Severe power cuts in Texas highlight energy security risks related to extreme weather events

Exceptionally cold weather hitting the United States has provoked an electricity shortage in Texas, with extensive power cuts affecting over 4 million customers. The crisis was a combination of factors as cold weather drove up demand and hampered supply from the gas system and from power plants. The outages are far larger and much longer lasting than the rotating cuts during the exceptionally hot weather in California last August.

The cold weather had three main impacts on the Texas power system that led to this situation:

  • Much higher electricity demand: Cold weather is driving electricity demand far higher than normal. High temperatures in Dallas were -9° C on February 15, 25° C cooler than the average temperature in February. As 60% of Texans heat themselves with electricity, winter power demand is very sensitive to temperature changes. The unusually cold temperatures led to new winter peak records rivalling the summer peak. Market prices hit the cap of USD 9 000 per MWh.
  • Lower natural gas production: Most of Texas’ electricity demand is met with natural gas. When demand rises, nearly all the incremental supply comes from gas-fired power generation. But the cold weather hampered gas production, with frozen gas wells contributing to a 20% cut in South Central’s gas production. As a result, there wasn’t enough to supply the system’s gas generators.
  • Generation equipment outages: The unavailability of natural gas resulted in gas generators declaring their resources unavailable (for a total of up to 31 GW). Some wind turbines were also frozen cutting their potential output (about 2.5 GW to 3 GW on average for 15‑16 February) although low wind was a more significant issue. Coal plants are operating 40% below rated capacity, and one of the four nuclear facilities in the state was shut down due to weather-related loss of feed water pumps.

> [Instructions for the task]
Copy the Texas power cuts passage from "The cold weather had" to "USD 9 000 per MWh.", substituting "Texas residents" for "Texans". The lines that follow have nothing to do with the passage on the Texas power cuts.

> [Stored data]

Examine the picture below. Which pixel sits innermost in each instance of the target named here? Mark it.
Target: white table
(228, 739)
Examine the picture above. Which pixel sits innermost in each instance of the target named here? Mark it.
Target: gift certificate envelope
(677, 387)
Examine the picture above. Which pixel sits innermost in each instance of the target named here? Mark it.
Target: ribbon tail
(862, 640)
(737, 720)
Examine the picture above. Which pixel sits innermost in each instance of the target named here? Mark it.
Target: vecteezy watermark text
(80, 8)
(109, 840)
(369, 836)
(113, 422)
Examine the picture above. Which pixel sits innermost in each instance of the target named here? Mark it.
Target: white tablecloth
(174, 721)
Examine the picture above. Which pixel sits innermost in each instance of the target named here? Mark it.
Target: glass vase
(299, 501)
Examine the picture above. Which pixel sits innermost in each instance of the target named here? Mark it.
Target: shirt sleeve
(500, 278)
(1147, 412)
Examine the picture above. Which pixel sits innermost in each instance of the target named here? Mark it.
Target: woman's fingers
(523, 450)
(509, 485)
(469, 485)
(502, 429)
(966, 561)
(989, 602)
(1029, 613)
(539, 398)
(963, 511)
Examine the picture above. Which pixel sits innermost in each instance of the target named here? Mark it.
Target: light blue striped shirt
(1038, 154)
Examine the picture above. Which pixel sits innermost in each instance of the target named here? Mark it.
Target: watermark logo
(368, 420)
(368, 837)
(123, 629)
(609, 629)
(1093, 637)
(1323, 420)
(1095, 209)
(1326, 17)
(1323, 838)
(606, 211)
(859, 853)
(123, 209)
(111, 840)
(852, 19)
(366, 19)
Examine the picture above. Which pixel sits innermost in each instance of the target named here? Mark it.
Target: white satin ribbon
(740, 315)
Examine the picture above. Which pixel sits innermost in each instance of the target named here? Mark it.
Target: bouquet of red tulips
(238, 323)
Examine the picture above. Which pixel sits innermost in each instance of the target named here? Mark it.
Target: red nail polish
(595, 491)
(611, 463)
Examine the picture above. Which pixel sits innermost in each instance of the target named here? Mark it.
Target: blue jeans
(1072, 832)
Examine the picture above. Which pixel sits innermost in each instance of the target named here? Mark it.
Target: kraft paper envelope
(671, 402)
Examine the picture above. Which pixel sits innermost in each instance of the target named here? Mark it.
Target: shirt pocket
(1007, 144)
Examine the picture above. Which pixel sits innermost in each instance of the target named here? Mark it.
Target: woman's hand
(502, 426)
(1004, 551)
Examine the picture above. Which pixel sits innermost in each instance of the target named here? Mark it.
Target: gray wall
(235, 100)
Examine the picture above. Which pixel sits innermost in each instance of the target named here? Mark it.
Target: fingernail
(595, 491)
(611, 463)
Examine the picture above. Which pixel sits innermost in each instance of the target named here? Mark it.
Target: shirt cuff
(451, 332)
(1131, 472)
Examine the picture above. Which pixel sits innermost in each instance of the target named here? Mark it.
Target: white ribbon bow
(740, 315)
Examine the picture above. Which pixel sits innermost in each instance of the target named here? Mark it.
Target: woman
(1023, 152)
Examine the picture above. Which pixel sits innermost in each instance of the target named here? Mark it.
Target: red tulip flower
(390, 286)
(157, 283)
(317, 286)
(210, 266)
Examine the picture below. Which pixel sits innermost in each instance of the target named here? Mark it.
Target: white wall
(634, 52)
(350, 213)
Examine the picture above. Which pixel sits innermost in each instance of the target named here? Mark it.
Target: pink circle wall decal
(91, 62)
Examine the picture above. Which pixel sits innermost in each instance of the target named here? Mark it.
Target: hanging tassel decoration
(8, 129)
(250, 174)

> [Answer for the task]
The cold weather had three main impacts on the Texas power system that led to this situation:

  • Much higher electricity demand: Cold weather is driving electricity demand far higher than normal. High temperatures in Dallas were -9° C on February 15, 25° C cooler than the average temperature in February. As 60% of Texas residents heat themselves with electricity, winter power demand is very sensitive to temperature changes. The unusually cold temperatures led to new winter peak records rivalling the summer peak. Market prices hit the cap of USD 9 000 per MWh.